▸ **Metin bölümü**:
_ _ _ _ _

“Bedi’ ismi insanlara verilir mi veyahut bir insana Bediüzzaman veya Mevlana demek doğru mudur?”
El-cevap; Bedi’ kelimesi, güzel, emsalsiz, benzeri olmayan anlamına gelir.
Bedi’ ve
Mevla Allah'ın isimlerindendir. Kur’an’da iki ayette ‘Bedi‘us-semâvâti vel ard’ ifadesi geçer.
Yani “Cenab-ı Hak gökleri ve yeri emsalsiz ve benzersiz bir şekilde yaratmıştır. O gökleri ve yeri yoktan, önünde hiçbir örnek olmadan ve benzersiz yaratandır. Bir şeyi yaratmak istediğinde "ol!” der, hemen oluverir.”
[1]
“O göklerin ve yerin eşsiz yaratıcısıdır, eşi olmadığı halde, nasıl çocuğu olabilir. Her şeyi o yaratmıştır ve her şeyi hakkıyla bilen (O) dur.”

_ _ _ _ _

▸ **Görev kayıtları**:

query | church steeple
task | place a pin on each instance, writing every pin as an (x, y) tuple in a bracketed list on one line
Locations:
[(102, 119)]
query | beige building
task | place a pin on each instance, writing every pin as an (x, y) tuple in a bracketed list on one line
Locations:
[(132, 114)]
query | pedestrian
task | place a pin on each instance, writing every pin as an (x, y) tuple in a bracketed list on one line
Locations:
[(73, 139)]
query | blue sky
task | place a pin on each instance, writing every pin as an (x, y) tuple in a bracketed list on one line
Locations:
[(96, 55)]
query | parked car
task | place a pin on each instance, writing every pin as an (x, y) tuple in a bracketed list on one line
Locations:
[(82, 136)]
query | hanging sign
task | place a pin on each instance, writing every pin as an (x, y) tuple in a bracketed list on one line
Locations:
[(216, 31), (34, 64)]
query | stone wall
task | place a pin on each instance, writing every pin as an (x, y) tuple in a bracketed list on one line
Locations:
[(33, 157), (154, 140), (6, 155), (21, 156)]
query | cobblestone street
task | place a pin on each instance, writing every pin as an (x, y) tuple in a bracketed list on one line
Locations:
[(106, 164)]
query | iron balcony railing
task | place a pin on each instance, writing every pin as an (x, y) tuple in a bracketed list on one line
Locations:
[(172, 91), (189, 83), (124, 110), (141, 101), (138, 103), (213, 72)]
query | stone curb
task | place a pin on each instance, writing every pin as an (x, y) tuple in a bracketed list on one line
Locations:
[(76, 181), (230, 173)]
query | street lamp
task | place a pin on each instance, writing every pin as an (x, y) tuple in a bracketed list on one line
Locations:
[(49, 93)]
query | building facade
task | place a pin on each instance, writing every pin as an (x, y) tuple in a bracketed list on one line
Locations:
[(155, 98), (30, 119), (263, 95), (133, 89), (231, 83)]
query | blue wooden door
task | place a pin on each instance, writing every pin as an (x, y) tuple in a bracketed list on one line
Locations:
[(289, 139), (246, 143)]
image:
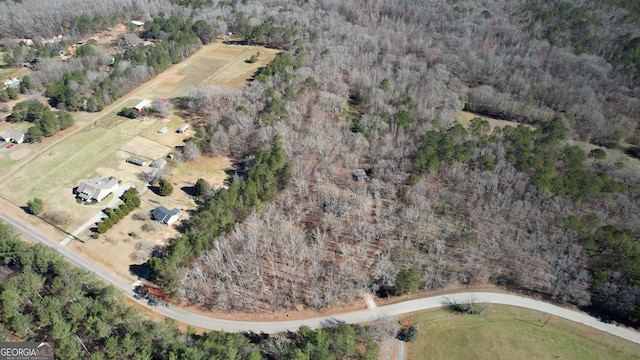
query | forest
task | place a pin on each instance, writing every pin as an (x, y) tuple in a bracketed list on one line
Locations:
[(43, 299), (548, 205)]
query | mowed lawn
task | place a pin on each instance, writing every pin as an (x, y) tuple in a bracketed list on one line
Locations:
[(51, 170), (507, 332), (62, 166)]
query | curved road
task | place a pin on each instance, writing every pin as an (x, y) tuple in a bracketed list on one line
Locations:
[(350, 317)]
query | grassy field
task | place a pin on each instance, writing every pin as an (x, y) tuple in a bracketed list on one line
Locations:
[(506, 332), (99, 143)]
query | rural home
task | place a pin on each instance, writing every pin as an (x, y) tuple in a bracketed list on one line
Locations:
[(12, 82), (13, 135), (165, 215), (96, 189), (360, 175), (158, 163), (142, 105), (136, 161), (183, 128)]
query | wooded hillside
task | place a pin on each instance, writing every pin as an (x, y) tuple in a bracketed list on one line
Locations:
[(379, 86)]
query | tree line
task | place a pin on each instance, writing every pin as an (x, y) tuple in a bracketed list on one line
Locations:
[(46, 121), (43, 299), (269, 172)]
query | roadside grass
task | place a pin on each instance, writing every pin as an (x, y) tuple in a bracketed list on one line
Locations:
[(212, 169), (51, 169), (507, 332), (66, 163)]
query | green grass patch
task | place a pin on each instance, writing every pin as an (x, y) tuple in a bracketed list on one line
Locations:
[(210, 169), (64, 164), (506, 332)]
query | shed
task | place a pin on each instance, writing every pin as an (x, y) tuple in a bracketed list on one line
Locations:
[(13, 135), (96, 189), (158, 163), (12, 82), (360, 175), (136, 161), (165, 215), (183, 128), (142, 105)]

_ _ _ _ _

▸ **Yapılacaklar**:
1/ Bedi’ ismiyle ilgili metindeki şu cümleyi İngilizceye çevirin: “Kur’an’da iki ayette ‘Bedi‘us-semâvâti vel ard’ ifadesi geçer.”
2/ Kayıtlarda "query | rural home" içeren satırdan "[(210, 169), (64, 164), (506, 332)]" içeren satıra kadar uzanan bölümü, iki uç da dahil ve istekler de yer alacak şekilde yeniden yazın. Yanıtlardaki her koordinat değerini 0,95 ile çarpıp tam sayıya yuvarlayın (buçuklar yukarı yuvarlanır) ve yalnızca bu satırları verin.
Metin ile kayıtlar birbirinden bağımsızdır.

▸ **Alıştırma yanıtları**:
1/ In the Quran, the expression ‘Bedi‘us-semâvâti vel ard’ occurs in two verses.

2/
query | rural home
task | place a pin on each instance, writing every pin as an (x, y) tuple in a bracketed list on one line
Locations:
[(11, 78), (12, 128), (157, 204), (91, 180), (342, 166), (150, 155), (135, 100), (129, 153), (174, 122)]
query | wooded hillside
task | place a pin on each instance, writing every pin as an (x, y) tuple in a bracketed list on one line
Locations:
[(360, 82)]
query | tree line
task | place a pin on each instance, writing every pin as an (x, y) tuple in a bracketed list on one line
Locations:
[(44, 115), (41, 284), (256, 163)]
query | roadside grass
task | place a pin on each instance, writing every pin as an (x, y) tuple in a bracketed list on one line
Locations:
[(201, 161), (48, 161), (482, 315), (63, 155)]
query | green grass patch
task | place a pin on each instance, writing every pin as an (x, y) tuple in a bracketed list on one line
Locations:
[(200, 161), (61, 156), (481, 315)]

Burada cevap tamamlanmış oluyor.